▸ PASSAGE GIVEN
— begin —

One day Jesus told a parable (Luke 13:1-9)…there was a fig tree and the master came out to inspect it.

“This tree has been here 3 years and never produced fruit, cut it down”

“Tell you what, I’ll dig out a new home for the tree and give it fresh fertilizer (and water), why don’t you wait a year and see if it produces fruit then” the gardener persuaded

“Fine but if it doesn’t grow, chop it down”

And that is the end of the story…no resolution, no happily ever after, why?

Because the point of the story is the need for nourishment, as the kids in church said today, chopping down a tree isn’t going to help it to produce fruit, but encouragement does…

But digging even deeper into the story, we have to wonder, what is the point of the fig tree producing fruit anyway? Here it goes to all the trouble of growing fruit for what…

to nourish itself?

to have it sit there forever?

to help itself to grow bigger and stronger?

No, it does it so that some other creature can eat its fruit! The usefulness of the tree is not in the tree structure itself; the tree was growing just fine without any fruit, but in how it nourishes others…

And that, my friend is the church, we exist not to nourish or help ourselves, but to share our fruits with others.

If we have no fruit, if we go on upholding our structure, then we are not, in fact, successful.

There is a theory (probably most famously put forth in the book “Bowling Alone”) that society embraced and loved institutions in the 1950s. There were many groups that flourished in this time: scouts, elks, bowling clubs, churches. Churches adapted the institutional structure and did as well as the rest.

— end —

▸ WHAT IS EXPECTED
Copy the fig tree passage between "No, it does" and "in fact, successful.", inclusive, changing "structure" to "framework" each time it occurs. The data placed after this point has no connection to the fig tree passage.

▸ STORED RECORDS
— begin —

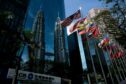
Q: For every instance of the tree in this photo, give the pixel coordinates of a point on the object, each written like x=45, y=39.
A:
x=118, y=11
x=111, y=26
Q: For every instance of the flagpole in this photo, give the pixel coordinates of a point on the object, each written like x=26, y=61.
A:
x=119, y=60
x=117, y=67
x=99, y=60
x=103, y=32
x=95, y=74
x=108, y=66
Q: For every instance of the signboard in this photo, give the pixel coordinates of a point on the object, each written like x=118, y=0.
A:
x=25, y=75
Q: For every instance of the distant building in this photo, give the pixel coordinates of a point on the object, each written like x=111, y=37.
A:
x=38, y=52
x=59, y=43
x=12, y=16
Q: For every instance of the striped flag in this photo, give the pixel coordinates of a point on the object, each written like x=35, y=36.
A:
x=67, y=21
x=77, y=25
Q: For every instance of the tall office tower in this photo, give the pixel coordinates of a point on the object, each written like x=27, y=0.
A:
x=59, y=43
x=12, y=15
x=106, y=23
x=39, y=41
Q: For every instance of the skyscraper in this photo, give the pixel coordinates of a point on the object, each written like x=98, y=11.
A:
x=38, y=39
x=12, y=15
x=59, y=43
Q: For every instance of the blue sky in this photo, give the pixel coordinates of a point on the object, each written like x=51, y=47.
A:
x=71, y=6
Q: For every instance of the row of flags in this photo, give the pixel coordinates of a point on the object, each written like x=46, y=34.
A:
x=67, y=21
x=87, y=26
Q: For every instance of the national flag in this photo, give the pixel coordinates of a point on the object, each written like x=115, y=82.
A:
x=104, y=42
x=77, y=25
x=93, y=31
x=69, y=19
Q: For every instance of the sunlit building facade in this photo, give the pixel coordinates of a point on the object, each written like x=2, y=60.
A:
x=38, y=52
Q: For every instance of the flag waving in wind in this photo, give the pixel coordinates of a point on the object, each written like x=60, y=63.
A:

— end —

▸ ANSWER IN FULL
No, it does it so that some other creature can eat its fruit! The usefulness of the tree is not in the tree framework itself; the tree was growing just fine without any fruit, but in how it nourishes others…

And that, my friend is the church, we exist not to nourish or help ourselves, but to share our fruits with others.

If we have no fruit, if we go on upholding our framework, then we are not, in fact, successful.